◆ Aim of the task
Pull out every line of the data below that contains the word "table", and copy each one in full.

Coordinate annotation records:
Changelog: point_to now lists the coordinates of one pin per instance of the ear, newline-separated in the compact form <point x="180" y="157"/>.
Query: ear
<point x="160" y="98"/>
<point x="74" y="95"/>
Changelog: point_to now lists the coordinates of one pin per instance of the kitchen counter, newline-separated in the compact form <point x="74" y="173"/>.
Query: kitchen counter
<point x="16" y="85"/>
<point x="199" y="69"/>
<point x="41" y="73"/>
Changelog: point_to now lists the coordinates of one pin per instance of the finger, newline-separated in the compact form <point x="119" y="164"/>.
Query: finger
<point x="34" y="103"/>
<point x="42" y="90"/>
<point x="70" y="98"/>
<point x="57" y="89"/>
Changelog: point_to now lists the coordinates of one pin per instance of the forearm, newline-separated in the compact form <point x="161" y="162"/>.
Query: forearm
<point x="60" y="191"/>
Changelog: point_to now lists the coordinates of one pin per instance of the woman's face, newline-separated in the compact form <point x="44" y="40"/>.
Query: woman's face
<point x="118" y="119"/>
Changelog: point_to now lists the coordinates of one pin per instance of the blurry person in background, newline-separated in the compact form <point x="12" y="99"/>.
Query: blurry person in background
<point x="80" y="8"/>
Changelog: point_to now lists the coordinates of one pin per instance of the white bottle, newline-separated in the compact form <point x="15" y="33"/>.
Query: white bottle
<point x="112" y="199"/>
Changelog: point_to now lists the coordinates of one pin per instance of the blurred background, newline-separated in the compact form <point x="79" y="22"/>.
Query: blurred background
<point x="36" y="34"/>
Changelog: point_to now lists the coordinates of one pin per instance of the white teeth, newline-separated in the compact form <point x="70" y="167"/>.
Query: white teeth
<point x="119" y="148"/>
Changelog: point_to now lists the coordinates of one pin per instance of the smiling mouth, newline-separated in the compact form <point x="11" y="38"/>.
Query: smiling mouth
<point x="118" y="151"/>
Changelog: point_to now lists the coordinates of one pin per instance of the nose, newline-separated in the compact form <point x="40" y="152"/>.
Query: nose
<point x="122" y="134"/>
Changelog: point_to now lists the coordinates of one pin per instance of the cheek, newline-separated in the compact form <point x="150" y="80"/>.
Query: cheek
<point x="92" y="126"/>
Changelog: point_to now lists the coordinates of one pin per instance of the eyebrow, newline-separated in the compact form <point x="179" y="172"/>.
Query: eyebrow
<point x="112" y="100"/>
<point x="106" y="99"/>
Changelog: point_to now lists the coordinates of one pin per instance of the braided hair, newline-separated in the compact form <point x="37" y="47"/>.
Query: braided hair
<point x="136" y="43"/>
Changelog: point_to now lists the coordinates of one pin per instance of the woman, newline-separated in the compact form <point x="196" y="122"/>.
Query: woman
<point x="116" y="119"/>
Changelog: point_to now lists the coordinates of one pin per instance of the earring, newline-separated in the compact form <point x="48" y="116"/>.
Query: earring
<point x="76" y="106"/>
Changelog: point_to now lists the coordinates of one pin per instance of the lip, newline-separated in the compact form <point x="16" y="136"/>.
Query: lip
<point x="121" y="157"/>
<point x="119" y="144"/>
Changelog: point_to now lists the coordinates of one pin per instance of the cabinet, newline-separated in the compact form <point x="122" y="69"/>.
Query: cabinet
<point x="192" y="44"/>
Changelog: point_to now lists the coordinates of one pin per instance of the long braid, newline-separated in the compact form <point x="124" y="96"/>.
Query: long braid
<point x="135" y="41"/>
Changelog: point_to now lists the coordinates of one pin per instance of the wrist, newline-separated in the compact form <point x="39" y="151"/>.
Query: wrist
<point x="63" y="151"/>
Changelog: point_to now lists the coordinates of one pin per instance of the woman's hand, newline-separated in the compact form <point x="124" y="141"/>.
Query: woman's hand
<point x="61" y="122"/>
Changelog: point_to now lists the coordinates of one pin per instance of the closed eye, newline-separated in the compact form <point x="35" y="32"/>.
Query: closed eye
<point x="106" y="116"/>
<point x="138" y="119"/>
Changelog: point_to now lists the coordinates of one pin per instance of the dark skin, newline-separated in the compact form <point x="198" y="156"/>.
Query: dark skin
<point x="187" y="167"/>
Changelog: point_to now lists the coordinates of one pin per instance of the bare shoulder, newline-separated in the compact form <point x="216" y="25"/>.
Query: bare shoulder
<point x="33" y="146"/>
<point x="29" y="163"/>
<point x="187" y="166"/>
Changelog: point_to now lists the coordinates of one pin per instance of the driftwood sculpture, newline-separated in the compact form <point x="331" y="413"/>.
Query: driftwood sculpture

==

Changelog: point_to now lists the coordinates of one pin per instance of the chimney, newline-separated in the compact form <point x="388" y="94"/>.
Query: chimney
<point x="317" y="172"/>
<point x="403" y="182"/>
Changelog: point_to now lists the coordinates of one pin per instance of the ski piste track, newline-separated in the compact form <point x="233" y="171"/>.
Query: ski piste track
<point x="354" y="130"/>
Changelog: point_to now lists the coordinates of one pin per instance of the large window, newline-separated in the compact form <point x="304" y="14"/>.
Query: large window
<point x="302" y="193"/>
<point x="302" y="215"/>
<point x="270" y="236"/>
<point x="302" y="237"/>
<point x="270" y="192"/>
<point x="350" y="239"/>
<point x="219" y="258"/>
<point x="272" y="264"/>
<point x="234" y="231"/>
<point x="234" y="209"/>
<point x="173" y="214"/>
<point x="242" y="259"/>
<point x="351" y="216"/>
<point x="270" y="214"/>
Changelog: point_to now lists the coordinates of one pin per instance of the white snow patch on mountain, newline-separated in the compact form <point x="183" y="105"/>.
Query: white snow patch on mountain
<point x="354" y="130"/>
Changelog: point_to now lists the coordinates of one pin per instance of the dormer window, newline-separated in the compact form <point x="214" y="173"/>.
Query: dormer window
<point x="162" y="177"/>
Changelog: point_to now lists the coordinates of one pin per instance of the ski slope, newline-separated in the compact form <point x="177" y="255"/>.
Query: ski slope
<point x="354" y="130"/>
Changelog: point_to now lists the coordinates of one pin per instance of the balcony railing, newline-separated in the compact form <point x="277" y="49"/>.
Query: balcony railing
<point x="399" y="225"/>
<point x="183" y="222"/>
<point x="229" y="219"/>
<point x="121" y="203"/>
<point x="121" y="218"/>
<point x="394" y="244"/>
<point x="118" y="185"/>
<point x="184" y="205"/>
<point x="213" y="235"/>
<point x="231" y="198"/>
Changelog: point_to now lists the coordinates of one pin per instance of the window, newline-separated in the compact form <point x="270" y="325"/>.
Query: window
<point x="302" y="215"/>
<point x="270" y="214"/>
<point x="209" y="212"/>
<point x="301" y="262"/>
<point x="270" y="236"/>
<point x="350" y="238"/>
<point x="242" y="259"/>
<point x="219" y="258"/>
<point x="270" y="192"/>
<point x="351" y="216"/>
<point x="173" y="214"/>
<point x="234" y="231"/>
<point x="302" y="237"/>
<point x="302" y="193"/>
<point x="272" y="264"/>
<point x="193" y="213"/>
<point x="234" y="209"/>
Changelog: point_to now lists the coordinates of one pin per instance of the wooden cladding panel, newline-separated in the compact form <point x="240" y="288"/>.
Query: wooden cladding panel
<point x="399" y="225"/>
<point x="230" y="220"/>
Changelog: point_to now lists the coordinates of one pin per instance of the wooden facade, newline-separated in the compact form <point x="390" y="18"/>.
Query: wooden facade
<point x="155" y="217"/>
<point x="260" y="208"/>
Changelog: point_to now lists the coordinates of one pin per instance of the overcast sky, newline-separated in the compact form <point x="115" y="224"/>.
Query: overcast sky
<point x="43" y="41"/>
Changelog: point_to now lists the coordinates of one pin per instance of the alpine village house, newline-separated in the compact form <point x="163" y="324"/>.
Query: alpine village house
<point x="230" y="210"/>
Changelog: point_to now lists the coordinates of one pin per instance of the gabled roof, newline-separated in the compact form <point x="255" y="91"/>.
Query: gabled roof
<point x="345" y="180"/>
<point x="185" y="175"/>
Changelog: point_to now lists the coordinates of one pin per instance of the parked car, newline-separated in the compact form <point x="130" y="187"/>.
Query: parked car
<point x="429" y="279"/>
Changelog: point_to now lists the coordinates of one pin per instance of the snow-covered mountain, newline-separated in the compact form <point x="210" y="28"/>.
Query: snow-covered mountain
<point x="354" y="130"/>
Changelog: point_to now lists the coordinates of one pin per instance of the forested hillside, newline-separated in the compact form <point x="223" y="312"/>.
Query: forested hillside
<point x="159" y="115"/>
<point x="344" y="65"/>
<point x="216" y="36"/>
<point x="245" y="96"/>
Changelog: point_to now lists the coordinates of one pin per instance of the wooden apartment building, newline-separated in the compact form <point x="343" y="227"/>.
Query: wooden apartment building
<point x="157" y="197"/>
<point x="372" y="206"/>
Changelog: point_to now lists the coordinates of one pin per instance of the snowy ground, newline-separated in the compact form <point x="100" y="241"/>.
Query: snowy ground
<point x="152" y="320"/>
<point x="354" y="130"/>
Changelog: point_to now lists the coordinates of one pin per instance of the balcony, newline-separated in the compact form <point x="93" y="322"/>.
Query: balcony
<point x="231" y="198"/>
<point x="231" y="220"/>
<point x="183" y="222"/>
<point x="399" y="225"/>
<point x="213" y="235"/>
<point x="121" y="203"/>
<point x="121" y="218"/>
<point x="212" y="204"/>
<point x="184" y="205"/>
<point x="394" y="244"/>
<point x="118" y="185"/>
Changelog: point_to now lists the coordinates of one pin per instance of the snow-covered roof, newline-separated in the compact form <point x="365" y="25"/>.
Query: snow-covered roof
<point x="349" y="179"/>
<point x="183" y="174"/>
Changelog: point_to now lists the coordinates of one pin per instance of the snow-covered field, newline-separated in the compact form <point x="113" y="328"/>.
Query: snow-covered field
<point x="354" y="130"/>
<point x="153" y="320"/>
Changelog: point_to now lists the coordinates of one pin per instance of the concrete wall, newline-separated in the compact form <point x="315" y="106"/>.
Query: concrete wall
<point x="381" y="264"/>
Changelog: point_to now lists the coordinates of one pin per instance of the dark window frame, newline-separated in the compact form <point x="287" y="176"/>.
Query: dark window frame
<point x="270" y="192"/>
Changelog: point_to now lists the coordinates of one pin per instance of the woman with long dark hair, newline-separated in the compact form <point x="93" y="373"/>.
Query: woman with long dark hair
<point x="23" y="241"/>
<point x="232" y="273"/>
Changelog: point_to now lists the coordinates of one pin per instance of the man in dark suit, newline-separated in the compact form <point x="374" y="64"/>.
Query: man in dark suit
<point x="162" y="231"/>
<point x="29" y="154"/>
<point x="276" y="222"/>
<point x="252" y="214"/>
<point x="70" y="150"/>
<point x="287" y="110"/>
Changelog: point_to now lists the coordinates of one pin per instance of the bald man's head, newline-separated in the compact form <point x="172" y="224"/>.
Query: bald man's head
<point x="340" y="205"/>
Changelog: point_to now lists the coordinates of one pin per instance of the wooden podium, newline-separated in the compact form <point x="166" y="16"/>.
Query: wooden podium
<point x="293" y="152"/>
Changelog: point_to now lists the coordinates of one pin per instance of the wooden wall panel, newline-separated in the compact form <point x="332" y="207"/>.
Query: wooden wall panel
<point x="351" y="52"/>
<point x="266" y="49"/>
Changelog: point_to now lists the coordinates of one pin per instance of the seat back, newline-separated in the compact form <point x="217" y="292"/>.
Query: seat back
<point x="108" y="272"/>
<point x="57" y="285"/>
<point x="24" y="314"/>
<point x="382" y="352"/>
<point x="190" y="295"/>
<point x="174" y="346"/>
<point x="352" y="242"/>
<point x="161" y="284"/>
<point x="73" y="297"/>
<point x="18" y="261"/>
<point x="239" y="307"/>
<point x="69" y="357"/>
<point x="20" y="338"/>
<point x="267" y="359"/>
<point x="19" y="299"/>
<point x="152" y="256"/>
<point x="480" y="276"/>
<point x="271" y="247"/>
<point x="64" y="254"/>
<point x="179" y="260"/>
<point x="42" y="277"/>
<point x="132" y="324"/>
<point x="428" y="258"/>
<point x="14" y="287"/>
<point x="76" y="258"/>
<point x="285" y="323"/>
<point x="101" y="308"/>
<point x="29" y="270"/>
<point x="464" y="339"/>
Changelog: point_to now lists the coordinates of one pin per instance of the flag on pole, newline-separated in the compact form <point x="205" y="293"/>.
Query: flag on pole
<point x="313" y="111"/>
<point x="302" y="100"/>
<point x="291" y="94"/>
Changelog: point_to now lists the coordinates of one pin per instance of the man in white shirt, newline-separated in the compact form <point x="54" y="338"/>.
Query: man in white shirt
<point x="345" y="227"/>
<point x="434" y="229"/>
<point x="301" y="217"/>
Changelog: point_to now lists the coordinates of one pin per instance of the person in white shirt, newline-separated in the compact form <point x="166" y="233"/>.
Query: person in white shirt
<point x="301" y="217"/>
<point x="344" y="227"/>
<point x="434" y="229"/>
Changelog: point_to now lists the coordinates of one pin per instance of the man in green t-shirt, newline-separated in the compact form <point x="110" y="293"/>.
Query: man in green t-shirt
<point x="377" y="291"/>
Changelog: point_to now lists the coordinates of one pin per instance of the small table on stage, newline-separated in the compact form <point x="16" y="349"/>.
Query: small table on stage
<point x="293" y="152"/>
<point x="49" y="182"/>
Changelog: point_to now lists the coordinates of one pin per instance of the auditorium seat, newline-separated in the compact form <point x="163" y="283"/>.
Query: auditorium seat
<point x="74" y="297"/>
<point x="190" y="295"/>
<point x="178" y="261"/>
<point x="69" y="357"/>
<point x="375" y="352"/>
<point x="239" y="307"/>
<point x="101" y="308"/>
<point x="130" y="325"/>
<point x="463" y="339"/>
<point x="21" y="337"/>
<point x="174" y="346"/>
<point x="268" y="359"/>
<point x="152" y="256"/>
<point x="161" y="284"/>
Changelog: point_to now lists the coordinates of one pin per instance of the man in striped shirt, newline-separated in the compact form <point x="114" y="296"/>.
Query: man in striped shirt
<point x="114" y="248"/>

...

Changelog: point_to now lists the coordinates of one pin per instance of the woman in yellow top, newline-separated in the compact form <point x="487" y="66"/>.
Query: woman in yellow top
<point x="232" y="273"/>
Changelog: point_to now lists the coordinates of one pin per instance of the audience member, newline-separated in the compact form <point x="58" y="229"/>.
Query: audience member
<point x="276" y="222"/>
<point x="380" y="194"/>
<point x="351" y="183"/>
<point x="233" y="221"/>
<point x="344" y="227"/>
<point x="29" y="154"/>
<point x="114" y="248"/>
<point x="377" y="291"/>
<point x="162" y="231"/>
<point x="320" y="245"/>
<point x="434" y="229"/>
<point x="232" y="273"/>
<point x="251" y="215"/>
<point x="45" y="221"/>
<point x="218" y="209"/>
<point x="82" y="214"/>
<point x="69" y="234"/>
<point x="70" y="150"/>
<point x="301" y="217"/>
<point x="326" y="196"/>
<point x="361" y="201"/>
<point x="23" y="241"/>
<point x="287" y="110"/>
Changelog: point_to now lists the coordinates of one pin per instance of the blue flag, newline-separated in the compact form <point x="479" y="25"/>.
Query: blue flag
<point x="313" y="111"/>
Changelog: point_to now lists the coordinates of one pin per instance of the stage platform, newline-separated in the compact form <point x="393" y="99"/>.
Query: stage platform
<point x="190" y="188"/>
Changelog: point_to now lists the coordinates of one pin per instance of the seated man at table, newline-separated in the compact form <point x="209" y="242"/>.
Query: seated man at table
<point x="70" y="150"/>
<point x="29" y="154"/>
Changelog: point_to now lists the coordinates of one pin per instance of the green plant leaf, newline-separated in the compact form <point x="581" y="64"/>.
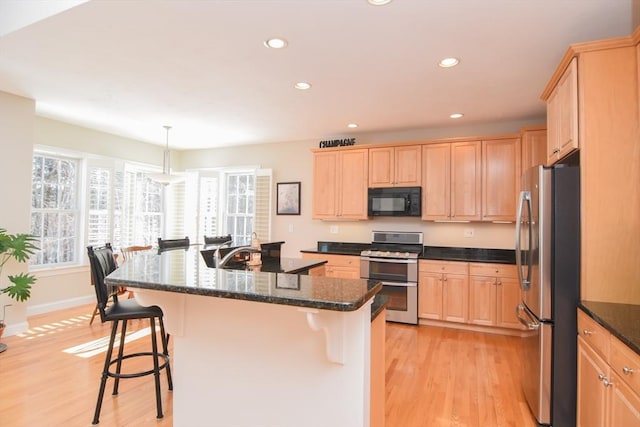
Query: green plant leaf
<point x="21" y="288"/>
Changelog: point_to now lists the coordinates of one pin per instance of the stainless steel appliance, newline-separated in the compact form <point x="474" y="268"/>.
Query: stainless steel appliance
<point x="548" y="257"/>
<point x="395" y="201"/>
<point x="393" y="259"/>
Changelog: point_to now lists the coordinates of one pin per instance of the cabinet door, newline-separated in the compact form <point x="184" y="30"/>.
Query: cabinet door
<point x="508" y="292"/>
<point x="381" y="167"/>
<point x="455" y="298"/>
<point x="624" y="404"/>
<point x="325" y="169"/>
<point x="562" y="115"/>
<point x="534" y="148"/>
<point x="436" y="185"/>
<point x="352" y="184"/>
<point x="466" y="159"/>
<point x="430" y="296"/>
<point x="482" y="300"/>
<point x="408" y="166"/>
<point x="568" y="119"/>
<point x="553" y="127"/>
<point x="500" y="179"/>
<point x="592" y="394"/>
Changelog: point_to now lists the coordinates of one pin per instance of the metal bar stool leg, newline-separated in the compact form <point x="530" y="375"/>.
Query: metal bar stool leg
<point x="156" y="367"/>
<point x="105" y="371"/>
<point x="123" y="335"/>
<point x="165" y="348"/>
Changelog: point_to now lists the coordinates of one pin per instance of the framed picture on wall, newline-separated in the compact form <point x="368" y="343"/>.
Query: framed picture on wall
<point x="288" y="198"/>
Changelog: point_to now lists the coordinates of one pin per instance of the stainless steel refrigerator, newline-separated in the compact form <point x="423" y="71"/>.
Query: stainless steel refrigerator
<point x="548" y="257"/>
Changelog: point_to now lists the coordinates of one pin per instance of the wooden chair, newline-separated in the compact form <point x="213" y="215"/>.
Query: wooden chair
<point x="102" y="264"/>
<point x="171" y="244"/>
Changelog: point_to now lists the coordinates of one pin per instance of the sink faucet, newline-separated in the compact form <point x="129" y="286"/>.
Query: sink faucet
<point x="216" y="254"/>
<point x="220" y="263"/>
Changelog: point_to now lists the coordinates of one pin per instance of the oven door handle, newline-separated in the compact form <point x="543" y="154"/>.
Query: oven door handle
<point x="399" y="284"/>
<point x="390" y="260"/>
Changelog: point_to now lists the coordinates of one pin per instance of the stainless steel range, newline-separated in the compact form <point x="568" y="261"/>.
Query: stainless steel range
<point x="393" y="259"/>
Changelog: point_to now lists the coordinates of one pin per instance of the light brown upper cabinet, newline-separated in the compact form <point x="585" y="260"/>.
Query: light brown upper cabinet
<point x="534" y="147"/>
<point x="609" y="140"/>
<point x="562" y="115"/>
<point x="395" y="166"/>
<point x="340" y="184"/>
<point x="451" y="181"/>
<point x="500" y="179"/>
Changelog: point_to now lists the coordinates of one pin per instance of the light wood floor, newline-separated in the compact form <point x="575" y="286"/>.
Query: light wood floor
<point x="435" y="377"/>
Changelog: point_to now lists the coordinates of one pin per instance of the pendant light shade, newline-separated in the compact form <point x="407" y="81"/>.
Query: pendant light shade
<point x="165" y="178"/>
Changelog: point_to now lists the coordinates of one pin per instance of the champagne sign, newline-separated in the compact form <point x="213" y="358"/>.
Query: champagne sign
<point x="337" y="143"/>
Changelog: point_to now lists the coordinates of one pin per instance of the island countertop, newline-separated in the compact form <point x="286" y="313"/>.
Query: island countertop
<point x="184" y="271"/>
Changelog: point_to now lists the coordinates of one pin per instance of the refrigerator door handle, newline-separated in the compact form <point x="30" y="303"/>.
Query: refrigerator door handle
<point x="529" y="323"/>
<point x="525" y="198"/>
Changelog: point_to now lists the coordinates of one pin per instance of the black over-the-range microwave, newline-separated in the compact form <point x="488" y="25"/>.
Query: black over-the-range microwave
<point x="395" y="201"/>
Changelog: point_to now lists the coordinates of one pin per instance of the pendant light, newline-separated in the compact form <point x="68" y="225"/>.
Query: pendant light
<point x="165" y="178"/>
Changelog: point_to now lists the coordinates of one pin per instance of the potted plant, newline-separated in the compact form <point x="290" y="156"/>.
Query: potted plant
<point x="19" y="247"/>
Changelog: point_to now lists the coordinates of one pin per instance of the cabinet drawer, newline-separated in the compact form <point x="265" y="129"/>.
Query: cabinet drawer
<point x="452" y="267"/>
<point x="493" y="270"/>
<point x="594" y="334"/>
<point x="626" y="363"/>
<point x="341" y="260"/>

◆ Solution below
Changelog: point_to now lists the coordinates of one pin per instance of the small table on stage, newline-separated in the compact form <point x="16" y="349"/>.
Query: small table on stage
Changelog: point_to now lists the coordinates of one pin per instance of the seated man at table, newline-separated in the compact form <point x="209" y="242"/>.
Query: seated man at table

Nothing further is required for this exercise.